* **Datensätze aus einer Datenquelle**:
══════

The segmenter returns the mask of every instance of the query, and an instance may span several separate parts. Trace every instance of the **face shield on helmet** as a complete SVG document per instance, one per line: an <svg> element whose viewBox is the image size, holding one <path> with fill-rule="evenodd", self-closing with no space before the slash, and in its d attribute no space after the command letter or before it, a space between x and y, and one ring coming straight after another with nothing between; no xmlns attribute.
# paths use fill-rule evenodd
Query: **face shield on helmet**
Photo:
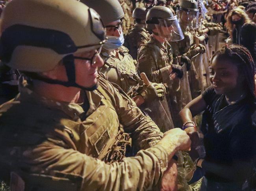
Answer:
<svg viewBox="0 0 256 191"><path fill-rule="evenodd" d="M199 10L198 9L185 9L181 8L176 11L179 22L183 27L190 29L198 28Z"/></svg>
<svg viewBox="0 0 256 191"><path fill-rule="evenodd" d="M158 21L158 24L155 24L155 26L158 36L171 42L178 41L184 38L176 16L169 18L159 18Z"/></svg>
<svg viewBox="0 0 256 191"><path fill-rule="evenodd" d="M202 16L202 17L205 18L205 16L207 13L208 13L208 10L206 7L205 7L205 5L204 4L203 2L201 0L199 0L198 1L198 5L199 7L199 14Z"/></svg>

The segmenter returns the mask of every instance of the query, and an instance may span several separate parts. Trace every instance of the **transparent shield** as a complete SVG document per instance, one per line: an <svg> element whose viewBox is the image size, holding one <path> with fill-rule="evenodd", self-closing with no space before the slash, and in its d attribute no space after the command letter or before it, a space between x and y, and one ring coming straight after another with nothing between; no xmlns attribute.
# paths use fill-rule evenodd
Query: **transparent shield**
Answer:
<svg viewBox="0 0 256 191"><path fill-rule="evenodd" d="M193 29L198 27L198 11L178 10L177 16L179 22L183 28Z"/></svg>
<svg viewBox="0 0 256 191"><path fill-rule="evenodd" d="M188 81L186 65L182 65L183 77L180 80L180 87L182 102L182 107L183 108L189 102L192 100L189 83Z"/></svg>
<svg viewBox="0 0 256 191"><path fill-rule="evenodd" d="M159 19L155 25L159 36L168 41L178 41L184 38L176 16L168 19Z"/></svg>
<svg viewBox="0 0 256 191"><path fill-rule="evenodd" d="M143 104L139 108L151 118L161 132L164 133L174 128L173 118L165 97L162 101L156 100L150 104Z"/></svg>

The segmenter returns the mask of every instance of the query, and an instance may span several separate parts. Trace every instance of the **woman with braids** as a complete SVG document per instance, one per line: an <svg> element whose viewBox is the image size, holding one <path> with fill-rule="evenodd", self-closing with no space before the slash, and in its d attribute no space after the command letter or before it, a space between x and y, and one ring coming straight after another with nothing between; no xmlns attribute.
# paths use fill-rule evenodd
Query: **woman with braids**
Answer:
<svg viewBox="0 0 256 191"><path fill-rule="evenodd" d="M200 130L205 156L195 160L191 181L200 174L201 191L251 190L256 180L251 180L256 150L252 58L246 48L226 45L214 54L210 68L212 85L180 113L192 151L198 145L192 118L204 111Z"/></svg>
<svg viewBox="0 0 256 191"><path fill-rule="evenodd" d="M240 44L240 30L243 25L250 20L245 11L239 8L232 9L227 17L226 27L233 44Z"/></svg>

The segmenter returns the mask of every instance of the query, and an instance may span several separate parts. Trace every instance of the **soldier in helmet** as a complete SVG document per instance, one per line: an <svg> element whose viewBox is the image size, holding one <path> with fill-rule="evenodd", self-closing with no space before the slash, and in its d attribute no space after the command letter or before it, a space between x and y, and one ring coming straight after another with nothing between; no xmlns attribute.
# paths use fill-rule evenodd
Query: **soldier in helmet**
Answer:
<svg viewBox="0 0 256 191"><path fill-rule="evenodd" d="M197 36L195 29L198 27L199 9L196 1L181 0L177 5L176 12L185 38L179 43L171 43L174 55L175 56L182 55L190 59L199 53L205 52L205 47L201 44L197 44L194 40ZM191 95L194 98L200 94L200 87L195 65L193 62L191 64L189 77Z"/></svg>
<svg viewBox="0 0 256 191"><path fill-rule="evenodd" d="M125 35L124 45L129 49L129 53L134 60L137 59L141 44L149 40L150 34L145 29L146 15L146 8L135 8L132 13L135 24Z"/></svg>
<svg viewBox="0 0 256 191"><path fill-rule="evenodd" d="M157 3L156 4L156 5L157 6L165 6L165 4L166 4L166 0L158 0L157 1Z"/></svg>
<svg viewBox="0 0 256 191"><path fill-rule="evenodd" d="M146 22L147 29L152 34L149 41L141 46L138 53L140 72L145 72L150 80L158 83L169 82L173 70L182 78L180 67L172 64L173 50L167 41L184 38L171 11L163 6L154 7L147 13Z"/></svg>
<svg viewBox="0 0 256 191"><path fill-rule="evenodd" d="M147 10L149 10L154 6L156 5L157 0L145 0L145 7Z"/></svg>
<svg viewBox="0 0 256 191"><path fill-rule="evenodd" d="M165 6L171 9L174 15L176 15L175 11L173 9L173 1L172 0L167 0L166 1Z"/></svg>
<svg viewBox="0 0 256 191"><path fill-rule="evenodd" d="M98 13L106 26L108 40L100 53L104 62L100 71L108 80L120 86L138 106L144 102L150 102L158 98L162 99L166 92L164 86L156 83L148 86L143 85L137 73L136 61L129 54L129 50L122 45L124 40L121 23L124 12L118 2L98 1L100 3L97 4L90 0L82 2Z"/></svg>
<svg viewBox="0 0 256 191"><path fill-rule="evenodd" d="M190 139L177 129L162 138L132 100L98 76L106 38L96 12L75 0L13 0L2 16L1 59L23 74L20 94L0 106L0 176L11 176L12 190L161 183ZM145 150L123 158L127 133Z"/></svg>

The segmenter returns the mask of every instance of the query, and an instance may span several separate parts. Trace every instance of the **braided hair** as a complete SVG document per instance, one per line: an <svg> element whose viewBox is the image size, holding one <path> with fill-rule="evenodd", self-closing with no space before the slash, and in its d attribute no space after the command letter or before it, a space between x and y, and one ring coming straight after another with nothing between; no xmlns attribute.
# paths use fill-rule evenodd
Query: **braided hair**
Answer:
<svg viewBox="0 0 256 191"><path fill-rule="evenodd" d="M245 76L245 85L247 89L252 97L256 98L255 68L253 60L248 49L238 45L226 44L215 53L211 58L212 62L213 58L217 56L221 56L225 59L231 60L232 63L237 66L238 71Z"/></svg>

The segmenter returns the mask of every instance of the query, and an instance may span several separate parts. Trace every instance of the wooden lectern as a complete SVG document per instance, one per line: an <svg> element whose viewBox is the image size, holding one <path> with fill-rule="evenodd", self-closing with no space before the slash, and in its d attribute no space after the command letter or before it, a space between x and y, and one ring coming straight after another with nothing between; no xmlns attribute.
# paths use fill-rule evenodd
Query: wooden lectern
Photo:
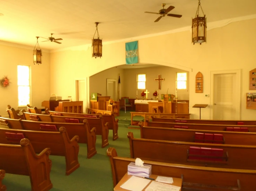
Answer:
<svg viewBox="0 0 256 191"><path fill-rule="evenodd" d="M101 96L101 94L92 93L91 95L91 109L107 110L106 101L108 101L110 96Z"/></svg>
<svg viewBox="0 0 256 191"><path fill-rule="evenodd" d="M42 106L44 107L46 109L48 108L50 111L55 111L55 108L59 106L59 102L60 101L69 101L69 100L63 100L61 99L60 100L49 100L48 101L44 101L42 102Z"/></svg>

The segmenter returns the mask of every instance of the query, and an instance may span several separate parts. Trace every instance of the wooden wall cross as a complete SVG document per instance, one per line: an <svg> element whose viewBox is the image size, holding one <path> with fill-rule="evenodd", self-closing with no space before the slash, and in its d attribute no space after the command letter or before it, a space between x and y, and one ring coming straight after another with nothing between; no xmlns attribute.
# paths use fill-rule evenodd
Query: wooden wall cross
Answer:
<svg viewBox="0 0 256 191"><path fill-rule="evenodd" d="M161 78L161 75L158 75L158 78L155 79L155 81L158 81L158 89L161 90L161 81L165 80L164 78Z"/></svg>

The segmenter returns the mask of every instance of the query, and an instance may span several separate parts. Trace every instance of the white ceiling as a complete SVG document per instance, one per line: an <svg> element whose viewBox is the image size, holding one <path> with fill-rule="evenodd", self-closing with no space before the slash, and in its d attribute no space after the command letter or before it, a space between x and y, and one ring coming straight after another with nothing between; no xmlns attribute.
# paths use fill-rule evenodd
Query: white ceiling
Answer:
<svg viewBox="0 0 256 191"><path fill-rule="evenodd" d="M144 13L158 12L165 3L175 8L169 13L180 18ZM201 0L210 22L256 14L256 0ZM62 38L61 44L41 42L49 50L90 44L95 22L103 42L167 31L189 26L197 0L1 0L0 40L34 46L36 36Z"/></svg>

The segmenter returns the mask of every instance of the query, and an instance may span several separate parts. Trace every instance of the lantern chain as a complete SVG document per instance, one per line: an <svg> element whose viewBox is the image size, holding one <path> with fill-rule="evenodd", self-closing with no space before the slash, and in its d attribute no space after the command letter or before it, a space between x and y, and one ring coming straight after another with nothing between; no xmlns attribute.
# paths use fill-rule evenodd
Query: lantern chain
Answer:
<svg viewBox="0 0 256 191"><path fill-rule="evenodd" d="M201 10L202 10L202 12L203 12L203 14L204 14L204 11L203 10L203 8L202 8L202 6L201 6L201 3L200 2L200 0L198 0L198 7L197 7L197 9L196 10L196 16L195 17L195 18L196 17L196 16L199 14L199 7L201 8Z"/></svg>
<svg viewBox="0 0 256 191"><path fill-rule="evenodd" d="M98 38L99 39L99 32L98 31L98 24L99 23L96 23L96 30L95 31L95 32L94 33L94 35L93 36L93 38L94 38L94 36L95 36L95 34L96 34L96 31L97 32L97 34L98 35Z"/></svg>

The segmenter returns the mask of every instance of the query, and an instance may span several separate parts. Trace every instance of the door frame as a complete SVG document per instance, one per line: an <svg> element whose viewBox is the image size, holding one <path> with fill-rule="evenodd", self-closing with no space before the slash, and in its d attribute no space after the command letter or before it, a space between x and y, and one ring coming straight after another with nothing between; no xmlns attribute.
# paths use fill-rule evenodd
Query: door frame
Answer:
<svg viewBox="0 0 256 191"><path fill-rule="evenodd" d="M237 90L237 101L235 102L236 103L236 108L238 108L237 112L238 114L237 114L237 120L240 120L241 117L241 114L240 113L240 110L241 109L241 69L238 70L220 70L218 71L211 71L211 79L210 79L210 87L211 89L210 92L211 94L211 96L210 97L210 119L212 120L213 118L213 110L214 110L214 76L216 74L227 74L230 73L236 74L236 84L237 87L236 90Z"/></svg>
<svg viewBox="0 0 256 191"><path fill-rule="evenodd" d="M107 86L106 87L106 94L107 96L108 96L107 94L107 89L108 88L108 82L115 82L116 83L116 99L117 98L117 100L115 100L115 101L118 101L118 99L119 98L117 98L117 80L116 79L109 79L108 78L107 79Z"/></svg>
<svg viewBox="0 0 256 191"><path fill-rule="evenodd" d="M88 86L88 80L87 79L88 79L89 78L75 78L74 79L74 100L73 101L77 101L77 96L78 95L77 95L77 85L76 85L76 81L79 80L85 80L85 92L86 92L86 97L87 97L87 103L83 103L83 111L85 111L86 113L87 113L87 108L88 108L88 105L90 105L89 103L90 103L90 97L89 97L89 87ZM88 101L89 100L89 101ZM89 105L88 104L88 101L89 102ZM84 109L84 108L85 107L85 109Z"/></svg>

══════

Geben Sie den Abschnitt des obigen Materials wortgetreu wieder, beginnend mit der Zeile, die „of the **soldier“ enthält, und endend mit der Zeile, die „36L195 29L198 27L199“ enthält, beide einschließlich.

The segmenter returns the mask of every instance of the query, and an instance may span several separate parts. Trace every instance of the **soldier in helmet** as a complete SVG document per instance, one per line: an <svg> element whose viewBox is the image size, holding one <path> with fill-rule="evenodd", self-closing with no space before the slash, and in its d attribute no space after the command letter or before it, a space between x and y, and one ring coming straight after another with nothing between; no xmlns attribute.
# paths use fill-rule evenodd
Query: **soldier in helmet**
Answer:
<svg viewBox="0 0 256 191"><path fill-rule="evenodd" d="M197 36L195 29L198 27L199 9L196 1L181 0L177 5L176 12L185 38L179 43L171 43L174 55L175 56L182 55L190 59L199 53L205 52L205 47L201 44L197 44L194 40ZM191 95L194 98L200 94L200 87L195 65L193 62L191 64L189 77Z"/></svg>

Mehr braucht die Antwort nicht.